## DIRECTIONS
Arrange the lines of the data below as a numbered list, omitting blank lines and leaving out the pictures.
============================================================
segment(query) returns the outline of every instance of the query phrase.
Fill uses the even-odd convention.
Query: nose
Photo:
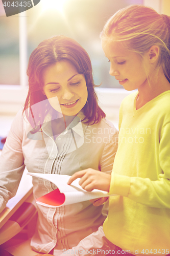
[[[70,99],[74,96],[74,94],[68,89],[65,89],[62,94],[62,98]]]
[[[112,63],[110,63],[109,74],[111,76],[118,76],[119,75],[119,72],[117,70],[116,65]]]

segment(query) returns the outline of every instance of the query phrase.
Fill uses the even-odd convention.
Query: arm
[[[169,131],[170,123],[168,123],[164,127],[160,140],[159,161],[162,173],[158,175],[157,180],[153,181],[148,178],[130,177],[112,172],[109,189],[109,179],[101,176],[99,177],[99,175],[98,179],[97,173],[87,169],[75,174],[68,184],[71,184],[77,178],[82,177],[80,184],[88,191],[94,188],[105,191],[109,189],[110,194],[127,197],[150,207],[170,208]]]
[[[118,131],[114,126],[110,129],[110,133],[100,160],[101,172],[108,174],[111,174],[113,168],[113,164],[117,150],[118,135]],[[94,206],[98,206],[106,203],[108,199],[108,197],[103,197],[93,199],[90,201]]]
[[[22,151],[22,116],[13,121],[0,157],[0,211],[16,194],[25,166]]]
============================================================
## WRITTEN RESPONSE
1. segment(query) returns the outline of every instance of the query phrase.
2. Fill uses the even-odd convention.
3. Query: nose
4. Photo:
5. [[[70,99],[74,96],[74,94],[68,89],[65,89],[62,94],[62,98]]]
6. [[[112,63],[110,63],[109,74],[111,76],[118,76],[119,75],[119,72],[117,70],[116,65]]]
7. segment(query) returns the outline of every instance of the query phrase.
8. Fill uses the even-odd convention.
9. Query: arm
10. [[[169,131],[170,123],[168,123],[164,127],[160,140],[159,161],[162,173],[158,175],[157,180],[153,181],[148,178],[130,177],[112,172],[109,189],[109,179],[101,176],[99,177],[99,175],[98,179],[97,173],[87,169],[75,174],[68,184],[71,184],[77,178],[82,177],[80,184],[88,191],[94,188],[105,191],[109,189],[110,194],[127,197],[150,207],[170,208]]]
11. [[[118,131],[114,126],[110,129],[110,133],[100,160],[101,172],[108,174],[111,174],[113,168],[113,164],[117,150],[118,135]],[[94,206],[98,206],[106,203],[108,199],[108,197],[103,197],[93,199],[90,201]]]
12. [[[22,151],[22,116],[13,121],[0,157],[0,211],[16,194],[25,166]]]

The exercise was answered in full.